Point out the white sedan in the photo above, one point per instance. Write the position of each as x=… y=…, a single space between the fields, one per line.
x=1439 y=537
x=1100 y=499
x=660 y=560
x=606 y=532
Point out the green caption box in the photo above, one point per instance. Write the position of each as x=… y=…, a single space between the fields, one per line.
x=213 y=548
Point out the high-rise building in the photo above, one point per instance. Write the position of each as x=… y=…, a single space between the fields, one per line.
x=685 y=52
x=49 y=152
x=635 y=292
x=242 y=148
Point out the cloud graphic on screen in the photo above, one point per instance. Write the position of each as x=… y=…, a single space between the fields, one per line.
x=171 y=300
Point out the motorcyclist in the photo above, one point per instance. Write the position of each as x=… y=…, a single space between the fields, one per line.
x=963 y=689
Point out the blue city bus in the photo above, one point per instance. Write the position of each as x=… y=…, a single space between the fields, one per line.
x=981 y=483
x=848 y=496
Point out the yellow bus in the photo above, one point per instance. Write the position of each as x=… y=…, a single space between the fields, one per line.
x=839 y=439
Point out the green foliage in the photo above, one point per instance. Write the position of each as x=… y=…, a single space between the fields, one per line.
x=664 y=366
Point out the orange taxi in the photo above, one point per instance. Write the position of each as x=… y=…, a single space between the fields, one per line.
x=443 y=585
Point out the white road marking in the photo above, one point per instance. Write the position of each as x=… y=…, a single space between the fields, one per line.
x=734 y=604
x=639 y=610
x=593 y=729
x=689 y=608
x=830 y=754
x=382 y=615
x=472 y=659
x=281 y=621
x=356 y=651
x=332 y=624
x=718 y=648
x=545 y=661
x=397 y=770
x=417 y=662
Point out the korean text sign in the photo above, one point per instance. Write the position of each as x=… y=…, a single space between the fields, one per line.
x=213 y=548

===

## [EXERCISE REQUIREMENTS]
Arrange every line of the material above as a JSON array of strings, one string per line, leaving out any blank lines.

## [RESULT FOR THIS TASK]
[
  "Point out the white sedan in the photo above, one point per instance. Write the position of each as x=… y=…, a single space between the fields, one per line.",
  "x=1439 y=537",
  "x=1100 y=499",
  "x=660 y=560",
  "x=606 y=532",
  "Point out the green caption box in the photo above, one point per instance. Write the position of each as x=… y=…, a single space between the fields, one per line.",
  "x=213 y=548",
  "Point out the high-rise building in the photo above, one point per instance. Write the position of each as x=… y=…, a single space between the fields, one per line.",
  "x=685 y=52",
  "x=49 y=152",
  "x=635 y=292",
  "x=242 y=148",
  "Point out the cloud graphic on screen in the photo above, one point per instance. Write the position of each as x=… y=…, a single space between the fields, one per line.",
  "x=171 y=300",
  "Point out the motorcyclist in the photo above, one point per instance. Write the position of each as x=… y=…, a single space between the fields, one per line.",
  "x=963 y=689",
  "Point out the blue city bus in the photo above, one point per instance. Write the position of each as x=… y=…, a single space between the fields, one per line.",
  "x=981 y=483",
  "x=848 y=496",
  "Point out the yellow bus in the photo above, one point per instance. Write the position of each as x=… y=…, a single space between the fields, one per line.",
  "x=839 y=439",
  "Point out the green foliage in the photo above, one point per instance. Write the position of each as x=… y=…, a single space between the fields, one per line.",
  "x=664 y=366",
  "Point out the orange taxi in the photo above, one point per instance. Write the position of each as x=… y=…, a single space between the fields, one per line.",
  "x=443 y=585",
  "Point out the white road marking in the photo above, one point per instance. Write the position of each as x=… y=…, a single space between the fields, one per line.",
  "x=734 y=604",
  "x=639 y=610",
  "x=593 y=729",
  "x=689 y=608",
  "x=830 y=754",
  "x=382 y=615",
  "x=472 y=659",
  "x=281 y=621",
  "x=356 y=651",
  "x=332 y=624",
  "x=718 y=648",
  "x=545 y=661",
  "x=397 y=770",
  "x=417 y=662",
  "Point out the korean text sign in the photo above, one point per instance. Write the position of each as x=… y=…, a single space between the fields, one per line.",
  "x=213 y=548"
]